Nach sechs Wochen Sommerreise schicken Paula und ich die Schwestern mit neuen Crews auf die Reise – und machen dann, so weit es das Wetter zulässt, unser Ding. Dreißig Meilen Segeln in dieser Woche, das mag bescheiden klingen, aber wir genießen es. Auf jeder Meile und jeden Tag passiert irgendwas – deshalb ist der Törnbericht auch so lang geraten.

Juli 2021

Der Svendborg Sund hat es in sich an diesem Tag: Furchtbar wenig Wind, Strömung gegen, dazu sind wir umzingelt von Dutzenden Traditionsseglern. Natürlich legt auch die Fähre pünktlich ab. Niemand außer Paula segelt. Im Hafen hat uns die Strömung schon fast auf den Schwimmsteg geschoben, jetzt muss ich mich tüchtig konzentrieren. Auf den alten Schiffen zeigt der Daumen nach oben.

Es ist der erste Segeltag nach der Sommerreise. Die Chartercrews sind eingewiesen, Paula und ich haben ein paar Tage frei. Das können wir auch gut gebrauchen – mich auf immer wieder neue Gruppen, Charektere und Segelneulinge einlassen, gelingt mir nur begrenzt häufig hintereinander. Dreimal zwei Wochen scheint ein gutes Maß zu sein, jetzt hören wir auf damit, rechtzezitig bevor mir die Lust und die Geduld vergehen.

Gleichzeitig mit Paula laufen nach und nach die Teilnehmer von „Fyn rundt für Traditionssegler“ aus. Die kleine Paula muss gut aufpassen, wo sie bleibt – ständig sind wir umgeben von Schwell, Motorenlärm und Segeln, die uns den Wind klauen. Kurz vor der Brücke überholt als so ziemlich Letzte auch Bonavista. Als nächstes sehe ich endlich auch mal diesen schottischen Monsterdelphin, der sich im Svendborg Sund eingenistet hat. Und dann tuckert uns Folkeboot Lotte entgegen. Björn und Robert wollen Lotte nach all den Jahrzehnten verkaufen und ihr Segelvergnügen auf einem ketschgetakelten 90qm-Spitzgatter aus dem Hause Ebbe Andersen neu erfinden. Was wir uns gegenseitig an Fragen und Antworten zurufen, geht unter im Motorengedröhn und Plätschern.

· · · ·

Aufgabenbeschreibung: Nenne alle Schiffe, die im Törnbericht beim Namen genannt werden.

· · · ·

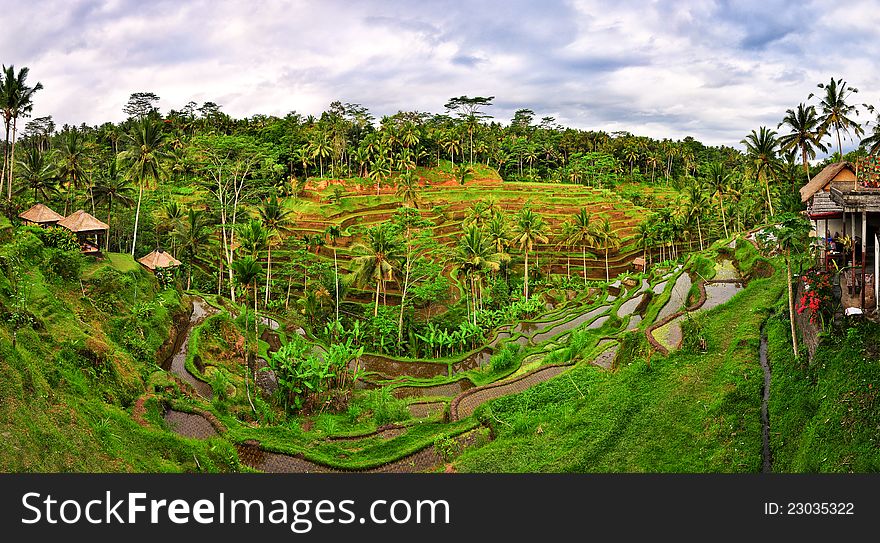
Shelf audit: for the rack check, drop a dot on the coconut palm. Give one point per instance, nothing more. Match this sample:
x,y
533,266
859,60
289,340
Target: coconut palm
x,y
277,221
246,271
805,135
72,164
696,204
606,238
408,188
475,256
192,234
112,188
375,259
762,149
38,173
334,232
580,232
836,112
717,181
529,230
142,161
16,100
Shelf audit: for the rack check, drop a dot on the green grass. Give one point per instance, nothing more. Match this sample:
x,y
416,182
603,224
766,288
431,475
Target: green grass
x,y
825,416
689,412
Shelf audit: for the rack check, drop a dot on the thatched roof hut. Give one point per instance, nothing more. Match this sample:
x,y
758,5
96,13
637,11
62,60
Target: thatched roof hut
x,y
81,222
158,259
40,214
838,172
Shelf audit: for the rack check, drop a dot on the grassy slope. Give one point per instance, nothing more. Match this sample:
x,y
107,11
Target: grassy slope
x,y
685,413
825,417
67,389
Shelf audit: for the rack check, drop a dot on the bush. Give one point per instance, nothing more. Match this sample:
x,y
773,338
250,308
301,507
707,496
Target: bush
x,y
64,263
506,358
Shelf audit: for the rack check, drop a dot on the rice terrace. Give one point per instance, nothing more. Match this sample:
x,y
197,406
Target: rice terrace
x,y
186,291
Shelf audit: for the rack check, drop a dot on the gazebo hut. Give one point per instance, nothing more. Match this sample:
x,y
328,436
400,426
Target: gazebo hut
x,y
40,215
84,225
158,259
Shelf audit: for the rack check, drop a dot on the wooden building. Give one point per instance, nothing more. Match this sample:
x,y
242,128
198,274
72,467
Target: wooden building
x,y
85,226
841,201
158,259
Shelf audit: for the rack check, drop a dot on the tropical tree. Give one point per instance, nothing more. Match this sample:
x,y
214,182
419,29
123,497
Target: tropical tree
x,y
717,182
192,234
528,230
334,232
762,149
142,161
408,188
16,100
836,113
37,172
606,238
581,233
246,272
72,160
805,134
475,256
113,188
375,259
791,237
277,221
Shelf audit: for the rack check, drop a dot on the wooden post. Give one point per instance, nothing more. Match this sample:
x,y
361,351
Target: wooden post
x,y
864,250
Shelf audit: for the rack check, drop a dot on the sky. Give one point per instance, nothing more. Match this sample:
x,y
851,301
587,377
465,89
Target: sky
x,y
665,69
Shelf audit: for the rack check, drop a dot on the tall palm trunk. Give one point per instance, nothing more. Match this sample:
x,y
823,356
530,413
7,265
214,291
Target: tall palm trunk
x,y
109,211
607,275
584,257
11,170
137,216
268,273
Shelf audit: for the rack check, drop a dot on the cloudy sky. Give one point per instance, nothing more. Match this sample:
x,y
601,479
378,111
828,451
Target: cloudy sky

· · · ·

Antwort: Paula, Bonavista, Lotte